──────── Dataset entries ────────

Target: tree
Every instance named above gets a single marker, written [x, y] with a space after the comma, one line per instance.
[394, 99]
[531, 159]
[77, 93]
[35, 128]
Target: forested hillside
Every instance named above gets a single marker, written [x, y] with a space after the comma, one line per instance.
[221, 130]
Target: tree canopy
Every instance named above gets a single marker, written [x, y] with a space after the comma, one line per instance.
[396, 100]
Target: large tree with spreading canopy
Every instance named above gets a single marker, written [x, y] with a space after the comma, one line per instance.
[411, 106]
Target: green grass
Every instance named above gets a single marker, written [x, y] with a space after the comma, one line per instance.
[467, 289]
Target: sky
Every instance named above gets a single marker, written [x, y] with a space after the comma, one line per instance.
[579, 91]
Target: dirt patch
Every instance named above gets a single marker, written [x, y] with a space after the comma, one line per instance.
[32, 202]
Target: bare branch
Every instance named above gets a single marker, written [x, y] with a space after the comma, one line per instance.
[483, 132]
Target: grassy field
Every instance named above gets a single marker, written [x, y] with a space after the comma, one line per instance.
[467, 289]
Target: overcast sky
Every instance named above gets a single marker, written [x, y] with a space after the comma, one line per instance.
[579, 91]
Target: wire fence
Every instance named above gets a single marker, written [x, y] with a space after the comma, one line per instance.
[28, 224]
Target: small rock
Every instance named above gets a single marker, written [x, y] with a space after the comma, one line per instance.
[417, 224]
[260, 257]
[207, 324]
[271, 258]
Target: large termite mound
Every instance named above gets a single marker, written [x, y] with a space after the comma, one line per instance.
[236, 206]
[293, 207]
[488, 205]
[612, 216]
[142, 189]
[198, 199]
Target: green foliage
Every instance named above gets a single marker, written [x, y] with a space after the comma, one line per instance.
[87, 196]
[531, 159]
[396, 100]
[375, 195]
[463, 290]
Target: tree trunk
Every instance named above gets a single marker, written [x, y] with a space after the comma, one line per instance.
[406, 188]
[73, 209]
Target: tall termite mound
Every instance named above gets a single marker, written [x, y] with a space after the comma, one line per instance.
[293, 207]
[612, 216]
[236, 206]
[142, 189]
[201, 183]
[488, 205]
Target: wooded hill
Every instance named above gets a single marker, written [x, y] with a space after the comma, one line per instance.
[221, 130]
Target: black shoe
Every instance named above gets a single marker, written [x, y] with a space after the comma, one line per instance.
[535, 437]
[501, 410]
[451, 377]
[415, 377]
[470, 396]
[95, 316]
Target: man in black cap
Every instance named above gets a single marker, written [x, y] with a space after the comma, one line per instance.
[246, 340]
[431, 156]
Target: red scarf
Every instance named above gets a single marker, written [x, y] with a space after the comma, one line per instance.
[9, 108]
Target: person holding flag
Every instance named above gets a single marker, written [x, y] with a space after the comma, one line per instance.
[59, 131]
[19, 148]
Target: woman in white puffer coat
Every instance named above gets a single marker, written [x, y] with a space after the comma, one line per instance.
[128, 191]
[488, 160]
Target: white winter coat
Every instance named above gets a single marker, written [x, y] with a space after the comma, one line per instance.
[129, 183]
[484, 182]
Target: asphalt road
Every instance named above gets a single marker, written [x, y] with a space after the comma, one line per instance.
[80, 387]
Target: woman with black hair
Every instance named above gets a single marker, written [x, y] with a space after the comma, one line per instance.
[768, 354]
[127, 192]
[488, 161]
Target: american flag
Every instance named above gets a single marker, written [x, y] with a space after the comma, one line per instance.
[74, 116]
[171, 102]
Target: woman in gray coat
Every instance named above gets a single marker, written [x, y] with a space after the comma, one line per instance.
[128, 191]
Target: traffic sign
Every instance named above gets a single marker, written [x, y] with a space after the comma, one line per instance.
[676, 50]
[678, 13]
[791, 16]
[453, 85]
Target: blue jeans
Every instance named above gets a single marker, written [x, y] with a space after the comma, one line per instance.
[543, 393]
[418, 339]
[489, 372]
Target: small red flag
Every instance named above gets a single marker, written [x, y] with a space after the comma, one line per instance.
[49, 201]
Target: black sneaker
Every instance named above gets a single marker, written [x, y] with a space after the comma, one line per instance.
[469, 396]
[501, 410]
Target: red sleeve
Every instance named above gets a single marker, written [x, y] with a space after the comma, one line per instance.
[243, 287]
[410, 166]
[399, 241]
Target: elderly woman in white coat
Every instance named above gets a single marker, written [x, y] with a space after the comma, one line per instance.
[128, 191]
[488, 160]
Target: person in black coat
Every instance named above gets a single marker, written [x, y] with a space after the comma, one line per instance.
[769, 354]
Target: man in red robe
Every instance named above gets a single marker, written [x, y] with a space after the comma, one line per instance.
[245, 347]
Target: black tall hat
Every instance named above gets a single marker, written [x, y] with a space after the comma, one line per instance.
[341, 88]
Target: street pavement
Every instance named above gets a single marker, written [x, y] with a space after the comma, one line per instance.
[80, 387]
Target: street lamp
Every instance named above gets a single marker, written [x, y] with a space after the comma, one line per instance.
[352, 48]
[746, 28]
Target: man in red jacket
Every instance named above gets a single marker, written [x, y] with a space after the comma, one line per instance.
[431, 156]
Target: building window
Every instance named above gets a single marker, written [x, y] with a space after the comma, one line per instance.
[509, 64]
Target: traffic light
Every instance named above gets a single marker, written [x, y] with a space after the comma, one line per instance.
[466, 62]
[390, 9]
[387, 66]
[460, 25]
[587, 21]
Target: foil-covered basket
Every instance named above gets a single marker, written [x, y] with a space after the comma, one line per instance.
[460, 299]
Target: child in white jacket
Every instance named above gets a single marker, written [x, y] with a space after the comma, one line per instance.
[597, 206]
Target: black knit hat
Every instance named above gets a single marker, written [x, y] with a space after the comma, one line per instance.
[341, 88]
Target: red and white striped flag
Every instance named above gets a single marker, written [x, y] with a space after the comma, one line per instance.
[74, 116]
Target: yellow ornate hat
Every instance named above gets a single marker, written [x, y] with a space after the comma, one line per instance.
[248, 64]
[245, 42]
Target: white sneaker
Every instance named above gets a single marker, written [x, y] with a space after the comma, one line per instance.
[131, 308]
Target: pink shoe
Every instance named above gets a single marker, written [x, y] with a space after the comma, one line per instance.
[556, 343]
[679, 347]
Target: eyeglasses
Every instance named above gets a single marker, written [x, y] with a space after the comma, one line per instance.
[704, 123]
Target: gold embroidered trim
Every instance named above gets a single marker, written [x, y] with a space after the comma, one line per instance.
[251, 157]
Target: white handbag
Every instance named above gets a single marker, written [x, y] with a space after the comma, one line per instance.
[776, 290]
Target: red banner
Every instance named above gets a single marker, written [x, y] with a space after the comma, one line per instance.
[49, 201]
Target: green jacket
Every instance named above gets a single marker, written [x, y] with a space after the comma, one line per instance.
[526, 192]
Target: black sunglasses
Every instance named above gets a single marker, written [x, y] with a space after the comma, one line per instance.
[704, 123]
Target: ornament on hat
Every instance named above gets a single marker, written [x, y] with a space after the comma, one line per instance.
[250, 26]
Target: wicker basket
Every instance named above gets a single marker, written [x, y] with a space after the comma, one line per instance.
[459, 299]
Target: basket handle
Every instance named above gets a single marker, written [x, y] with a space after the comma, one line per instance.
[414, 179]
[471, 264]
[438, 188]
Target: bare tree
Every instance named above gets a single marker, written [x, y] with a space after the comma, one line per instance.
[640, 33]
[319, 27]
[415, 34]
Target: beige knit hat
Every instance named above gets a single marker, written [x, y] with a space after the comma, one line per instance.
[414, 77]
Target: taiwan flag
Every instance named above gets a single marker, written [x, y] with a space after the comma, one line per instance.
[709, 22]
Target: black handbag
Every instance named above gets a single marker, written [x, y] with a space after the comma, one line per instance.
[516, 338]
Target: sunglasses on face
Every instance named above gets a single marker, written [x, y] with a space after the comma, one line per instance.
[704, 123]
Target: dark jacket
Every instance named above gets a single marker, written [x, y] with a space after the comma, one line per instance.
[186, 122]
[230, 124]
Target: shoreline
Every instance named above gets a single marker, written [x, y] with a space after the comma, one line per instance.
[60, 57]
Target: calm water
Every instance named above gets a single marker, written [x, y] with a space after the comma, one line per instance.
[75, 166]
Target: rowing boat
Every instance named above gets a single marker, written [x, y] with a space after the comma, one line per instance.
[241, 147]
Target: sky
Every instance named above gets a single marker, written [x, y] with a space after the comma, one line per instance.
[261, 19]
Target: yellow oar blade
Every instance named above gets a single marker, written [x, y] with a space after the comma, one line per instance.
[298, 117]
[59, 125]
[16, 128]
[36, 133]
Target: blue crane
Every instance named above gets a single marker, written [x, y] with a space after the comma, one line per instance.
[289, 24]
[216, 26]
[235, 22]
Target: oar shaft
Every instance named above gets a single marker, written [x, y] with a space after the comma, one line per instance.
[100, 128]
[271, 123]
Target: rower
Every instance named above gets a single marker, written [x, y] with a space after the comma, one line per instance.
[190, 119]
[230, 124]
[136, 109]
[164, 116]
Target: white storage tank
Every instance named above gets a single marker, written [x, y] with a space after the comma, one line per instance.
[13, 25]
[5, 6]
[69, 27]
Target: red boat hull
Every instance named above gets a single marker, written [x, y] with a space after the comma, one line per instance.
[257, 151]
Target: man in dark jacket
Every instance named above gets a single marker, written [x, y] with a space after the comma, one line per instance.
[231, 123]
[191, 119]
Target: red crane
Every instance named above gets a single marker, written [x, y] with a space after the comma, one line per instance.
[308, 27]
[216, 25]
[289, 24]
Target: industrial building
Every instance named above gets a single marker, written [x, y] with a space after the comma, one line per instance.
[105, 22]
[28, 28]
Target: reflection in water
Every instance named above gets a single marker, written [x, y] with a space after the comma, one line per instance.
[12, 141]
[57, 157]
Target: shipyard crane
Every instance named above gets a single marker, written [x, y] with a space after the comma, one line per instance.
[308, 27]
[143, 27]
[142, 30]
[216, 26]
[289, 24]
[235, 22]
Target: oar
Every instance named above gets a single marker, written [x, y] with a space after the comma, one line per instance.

────────

### Set task
Quote, without alteration, the final stretch of the entries: the line with "Target: red crane" onward to the last line.

### Result
Target: red crane
Every instance named above gets a single marker, written [x, y] with a space after the comma, one line per instance.
[308, 27]
[216, 25]
[289, 24]
Target: industrial building
Every instance named above gets a single marker, written [x, y] with a space after the comma, one line per instance.
[105, 22]
[28, 28]
Target: reflection in water
Every instance named above gets a single marker, written [x, y] with a space after the comma, one line per instance.
[12, 141]
[57, 157]
Target: shipyard crane
Every instance named above gets a single marker, written [x, y] with a space after the comma, one line per instance.
[308, 27]
[143, 27]
[142, 30]
[216, 26]
[289, 24]
[235, 22]
Target: oar
Every instance named above gets a single marker, written [x, y] with a space after the comma, one line per instance.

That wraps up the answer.